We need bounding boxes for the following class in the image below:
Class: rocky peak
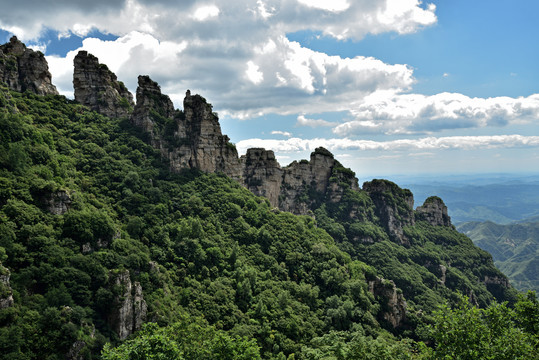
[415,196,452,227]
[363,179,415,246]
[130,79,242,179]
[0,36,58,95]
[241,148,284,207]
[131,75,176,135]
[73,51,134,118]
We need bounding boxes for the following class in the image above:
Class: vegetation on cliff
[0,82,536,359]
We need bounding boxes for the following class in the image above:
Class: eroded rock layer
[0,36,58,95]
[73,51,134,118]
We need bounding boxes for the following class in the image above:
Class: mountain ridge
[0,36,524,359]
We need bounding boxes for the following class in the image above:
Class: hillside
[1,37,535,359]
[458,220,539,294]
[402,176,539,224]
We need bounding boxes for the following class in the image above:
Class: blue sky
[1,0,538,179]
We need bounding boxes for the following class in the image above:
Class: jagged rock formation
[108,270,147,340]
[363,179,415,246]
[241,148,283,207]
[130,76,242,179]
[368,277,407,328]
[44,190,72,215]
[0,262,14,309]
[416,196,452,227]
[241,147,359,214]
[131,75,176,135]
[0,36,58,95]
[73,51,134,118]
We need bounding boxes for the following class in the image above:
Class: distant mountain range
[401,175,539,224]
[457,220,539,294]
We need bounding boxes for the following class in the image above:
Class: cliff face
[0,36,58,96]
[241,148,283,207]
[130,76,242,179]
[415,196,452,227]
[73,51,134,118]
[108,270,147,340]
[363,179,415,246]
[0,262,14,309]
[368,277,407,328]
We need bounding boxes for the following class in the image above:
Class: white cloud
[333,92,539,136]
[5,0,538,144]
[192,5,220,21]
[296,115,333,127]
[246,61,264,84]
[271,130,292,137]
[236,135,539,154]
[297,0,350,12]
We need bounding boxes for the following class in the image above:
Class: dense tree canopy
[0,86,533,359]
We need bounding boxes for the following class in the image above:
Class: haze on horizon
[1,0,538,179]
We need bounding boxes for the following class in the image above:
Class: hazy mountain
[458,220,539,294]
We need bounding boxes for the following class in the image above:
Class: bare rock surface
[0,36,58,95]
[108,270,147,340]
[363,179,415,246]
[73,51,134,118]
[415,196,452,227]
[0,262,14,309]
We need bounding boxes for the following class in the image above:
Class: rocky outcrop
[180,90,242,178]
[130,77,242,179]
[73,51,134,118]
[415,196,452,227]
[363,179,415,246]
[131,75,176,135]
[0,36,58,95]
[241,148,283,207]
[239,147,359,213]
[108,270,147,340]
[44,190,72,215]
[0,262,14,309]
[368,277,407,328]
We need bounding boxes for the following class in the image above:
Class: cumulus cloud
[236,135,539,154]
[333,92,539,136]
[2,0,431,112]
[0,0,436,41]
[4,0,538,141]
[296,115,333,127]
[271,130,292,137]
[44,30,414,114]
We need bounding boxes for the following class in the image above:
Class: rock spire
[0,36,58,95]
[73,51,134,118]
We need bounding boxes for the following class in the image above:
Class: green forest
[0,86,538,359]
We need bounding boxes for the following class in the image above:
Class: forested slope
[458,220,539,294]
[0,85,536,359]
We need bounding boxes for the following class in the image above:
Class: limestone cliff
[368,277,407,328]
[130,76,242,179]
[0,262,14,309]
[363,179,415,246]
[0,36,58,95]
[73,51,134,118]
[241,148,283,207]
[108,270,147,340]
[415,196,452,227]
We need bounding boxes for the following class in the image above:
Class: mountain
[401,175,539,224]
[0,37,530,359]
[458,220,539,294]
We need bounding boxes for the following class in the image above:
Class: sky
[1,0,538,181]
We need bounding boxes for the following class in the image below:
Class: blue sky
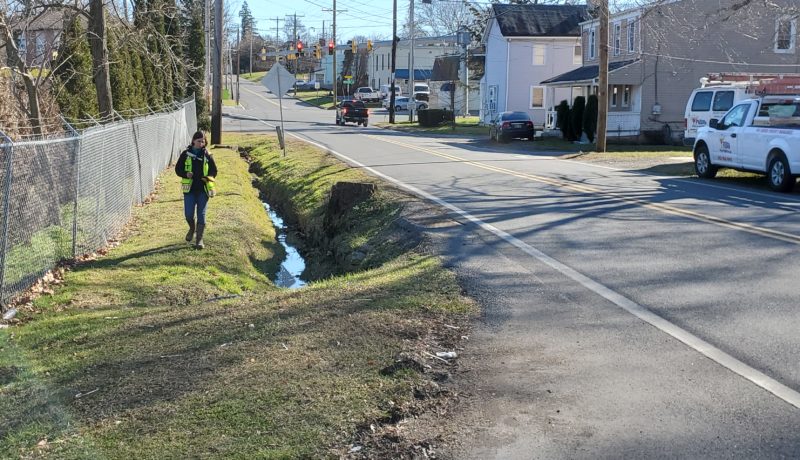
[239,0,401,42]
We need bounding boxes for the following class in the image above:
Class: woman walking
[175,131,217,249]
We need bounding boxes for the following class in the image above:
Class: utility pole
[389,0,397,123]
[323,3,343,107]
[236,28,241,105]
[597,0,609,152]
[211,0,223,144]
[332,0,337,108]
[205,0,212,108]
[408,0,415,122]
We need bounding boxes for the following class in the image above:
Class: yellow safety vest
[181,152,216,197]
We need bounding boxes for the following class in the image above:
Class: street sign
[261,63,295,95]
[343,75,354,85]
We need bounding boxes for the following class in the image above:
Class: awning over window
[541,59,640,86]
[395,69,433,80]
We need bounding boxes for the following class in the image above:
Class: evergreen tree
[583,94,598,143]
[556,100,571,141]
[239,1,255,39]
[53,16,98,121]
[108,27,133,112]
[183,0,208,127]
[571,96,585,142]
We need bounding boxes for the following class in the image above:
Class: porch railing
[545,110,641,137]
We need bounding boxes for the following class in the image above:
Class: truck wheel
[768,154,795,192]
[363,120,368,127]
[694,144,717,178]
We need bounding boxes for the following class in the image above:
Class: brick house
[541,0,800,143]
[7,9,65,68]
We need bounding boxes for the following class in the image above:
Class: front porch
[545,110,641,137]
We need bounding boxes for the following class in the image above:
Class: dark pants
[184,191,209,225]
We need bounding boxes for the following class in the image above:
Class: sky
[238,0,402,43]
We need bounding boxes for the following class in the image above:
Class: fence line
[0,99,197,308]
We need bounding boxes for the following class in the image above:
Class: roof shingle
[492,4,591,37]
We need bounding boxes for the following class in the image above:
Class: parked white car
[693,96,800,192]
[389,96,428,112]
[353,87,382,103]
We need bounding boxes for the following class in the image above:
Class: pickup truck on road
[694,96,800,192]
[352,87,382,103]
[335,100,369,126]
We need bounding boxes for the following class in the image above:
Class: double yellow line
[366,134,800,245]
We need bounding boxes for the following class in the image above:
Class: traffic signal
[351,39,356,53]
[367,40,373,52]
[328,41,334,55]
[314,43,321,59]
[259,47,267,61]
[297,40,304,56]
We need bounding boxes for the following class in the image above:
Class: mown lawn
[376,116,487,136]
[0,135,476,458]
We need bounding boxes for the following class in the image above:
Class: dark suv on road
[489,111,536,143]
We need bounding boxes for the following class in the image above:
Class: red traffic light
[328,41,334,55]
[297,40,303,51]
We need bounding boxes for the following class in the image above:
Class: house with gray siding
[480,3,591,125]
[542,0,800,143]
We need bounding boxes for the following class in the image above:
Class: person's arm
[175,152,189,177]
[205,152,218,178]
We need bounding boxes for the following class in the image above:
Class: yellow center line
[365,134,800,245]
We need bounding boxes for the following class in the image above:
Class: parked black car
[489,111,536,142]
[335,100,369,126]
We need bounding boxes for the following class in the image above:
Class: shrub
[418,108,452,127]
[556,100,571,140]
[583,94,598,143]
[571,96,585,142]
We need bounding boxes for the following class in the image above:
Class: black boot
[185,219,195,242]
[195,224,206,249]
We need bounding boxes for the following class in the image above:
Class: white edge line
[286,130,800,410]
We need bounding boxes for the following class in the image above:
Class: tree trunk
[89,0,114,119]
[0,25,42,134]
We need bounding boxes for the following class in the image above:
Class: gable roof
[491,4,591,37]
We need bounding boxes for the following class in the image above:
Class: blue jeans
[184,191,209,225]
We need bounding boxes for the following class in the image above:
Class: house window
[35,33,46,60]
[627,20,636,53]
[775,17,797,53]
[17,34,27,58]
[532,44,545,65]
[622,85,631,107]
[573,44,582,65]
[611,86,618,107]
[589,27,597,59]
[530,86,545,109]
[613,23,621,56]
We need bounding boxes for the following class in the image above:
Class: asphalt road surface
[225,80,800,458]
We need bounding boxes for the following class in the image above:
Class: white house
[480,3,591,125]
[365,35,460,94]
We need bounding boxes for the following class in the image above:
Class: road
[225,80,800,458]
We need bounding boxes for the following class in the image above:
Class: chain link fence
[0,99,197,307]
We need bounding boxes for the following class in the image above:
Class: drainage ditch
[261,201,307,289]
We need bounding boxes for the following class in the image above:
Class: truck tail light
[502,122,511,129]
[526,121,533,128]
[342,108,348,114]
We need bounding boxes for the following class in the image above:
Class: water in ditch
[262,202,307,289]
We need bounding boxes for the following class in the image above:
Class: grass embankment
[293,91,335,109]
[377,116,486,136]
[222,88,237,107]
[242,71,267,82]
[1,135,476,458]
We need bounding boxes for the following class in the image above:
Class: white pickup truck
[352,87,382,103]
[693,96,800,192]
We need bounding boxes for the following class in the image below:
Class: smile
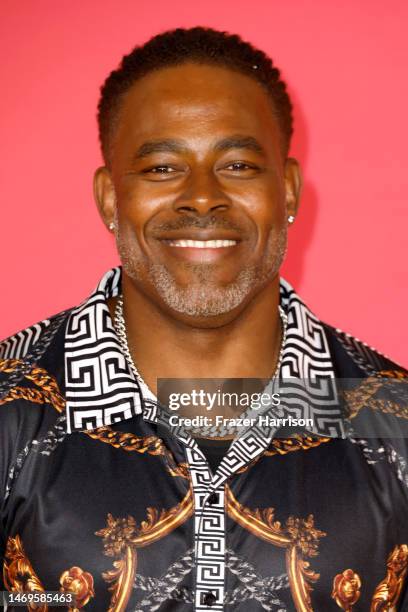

◆ ◆ ◆

## WHAT TO DO
Repeat nothing but the lines from the one containing "Class: grass embankment" through the end of the entries, exactly, and skip the pictures.

## EXERCISE ANSWER
Class: grass embankment
[293,91,335,109]
[377,116,486,136]
[222,88,237,107]
[242,71,267,82]
[1,135,476,458]
We need bounding boxes for the following class in the image above:
Class: white pickup truck
[352,87,382,103]
[693,96,800,192]
We need bounding boxes for the following class in the image below:
Class: smile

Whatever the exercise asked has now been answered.